- Stated task:
Recast the whole listing below as a Markdown table with the columns No. and Line, giving each nonblank line its own numbered row. Leave the pictures out.

Source records
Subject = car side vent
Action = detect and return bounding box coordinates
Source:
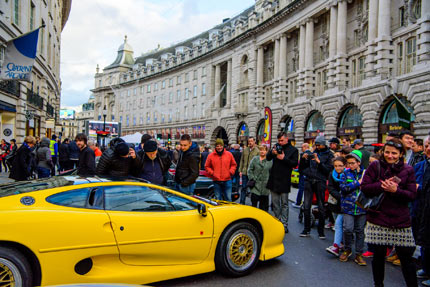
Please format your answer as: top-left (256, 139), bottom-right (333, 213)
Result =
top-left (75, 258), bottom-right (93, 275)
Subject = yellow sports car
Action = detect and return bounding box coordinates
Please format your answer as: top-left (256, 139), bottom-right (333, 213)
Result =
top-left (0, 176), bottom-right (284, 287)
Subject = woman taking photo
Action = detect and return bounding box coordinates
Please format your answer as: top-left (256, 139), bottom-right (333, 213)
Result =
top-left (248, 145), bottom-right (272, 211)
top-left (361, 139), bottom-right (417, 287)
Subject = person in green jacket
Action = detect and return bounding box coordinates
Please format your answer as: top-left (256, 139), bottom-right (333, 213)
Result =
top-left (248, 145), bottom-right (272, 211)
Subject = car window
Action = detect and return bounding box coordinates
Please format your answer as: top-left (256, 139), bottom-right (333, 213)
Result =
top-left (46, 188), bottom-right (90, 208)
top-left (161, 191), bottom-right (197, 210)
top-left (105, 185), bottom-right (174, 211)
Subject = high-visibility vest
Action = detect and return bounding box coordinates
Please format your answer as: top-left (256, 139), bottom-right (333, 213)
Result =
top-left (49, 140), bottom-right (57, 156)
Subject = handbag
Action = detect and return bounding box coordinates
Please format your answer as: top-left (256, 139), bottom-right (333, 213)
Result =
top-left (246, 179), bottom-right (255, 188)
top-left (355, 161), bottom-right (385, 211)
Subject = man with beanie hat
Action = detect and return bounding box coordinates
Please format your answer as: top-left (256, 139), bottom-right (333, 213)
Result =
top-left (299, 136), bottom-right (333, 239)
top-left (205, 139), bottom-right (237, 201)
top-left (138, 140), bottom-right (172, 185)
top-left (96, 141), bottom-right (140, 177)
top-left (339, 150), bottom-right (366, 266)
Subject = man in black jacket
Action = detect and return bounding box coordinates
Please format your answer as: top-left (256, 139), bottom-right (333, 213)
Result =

- Response below:
| No. | Line |
|---|---|
| 1 | Subject = car side vent |
| 2 | Action = detect and return bounding box coordinates |
| 3 | Source: |
| 4 | Please format your answer as: top-left (256, 139), bottom-right (333, 213) |
| 5 | Result = |
| 6 | top-left (75, 258), bottom-right (93, 275) |
| 7 | Subject = yellow sports car |
| 8 | Action = detect and return bounding box coordinates |
| 9 | Please format your answer as: top-left (256, 139), bottom-right (333, 213) |
| 10 | Result = |
| 11 | top-left (0, 176), bottom-right (284, 287) |
| 12 | Subject = woman taking photo |
| 13 | Action = detect and return bounding box coordinates |
| 14 | Please format your answer as: top-left (256, 139), bottom-right (333, 213) |
| 15 | Result = |
| 16 | top-left (248, 145), bottom-right (272, 211) |
| 17 | top-left (361, 139), bottom-right (417, 287) |
| 18 | Subject = person in green jacket |
| 19 | Action = detect and return bounding box coordinates |
| 20 | Please format your answer as: top-left (256, 139), bottom-right (333, 213) |
| 21 | Result = |
| 22 | top-left (248, 145), bottom-right (272, 211) |
| 23 | Subject = car window |
| 24 | Action = detect and return bounding box coordinates |
| 25 | Please format your answer as: top-left (256, 139), bottom-right (333, 213) |
| 26 | Result = |
| 27 | top-left (46, 188), bottom-right (90, 208) |
| 28 | top-left (161, 191), bottom-right (197, 210) |
| 29 | top-left (105, 185), bottom-right (174, 211) |
| 30 | Subject = high-visibility vest |
| 31 | Action = detect and return bounding box coordinates |
| 32 | Please format your answer as: top-left (256, 139), bottom-right (333, 213) |
| 33 | Result = |
| 34 | top-left (49, 140), bottom-right (57, 156) |
| 35 | Subject = handbag |
| 36 | Action = detect and return bounding box coordinates |
| 37 | Please format your answer as: top-left (256, 139), bottom-right (333, 213) |
| 38 | Result = |
| 39 | top-left (246, 179), bottom-right (255, 188) |
| 40 | top-left (355, 161), bottom-right (385, 211) |
| 41 | Subject = man with beanie hat |
| 42 | Action = detect and return bounding box coordinates |
| 43 | Please format your answer as: top-left (256, 139), bottom-right (333, 213) |
| 44 | Result = |
| 45 | top-left (299, 136), bottom-right (333, 239) |
| 46 | top-left (205, 139), bottom-right (237, 201) |
| 47 | top-left (138, 140), bottom-right (172, 185) |
| 48 | top-left (96, 141), bottom-right (140, 177) |
| 49 | top-left (339, 150), bottom-right (366, 266) |
| 50 | Subject = man in black jacket |
| 51 | Action = detect and return bounding box coordinates |
| 52 | Please format your answer as: top-left (256, 139), bottom-right (333, 213) |
| 53 | Result = |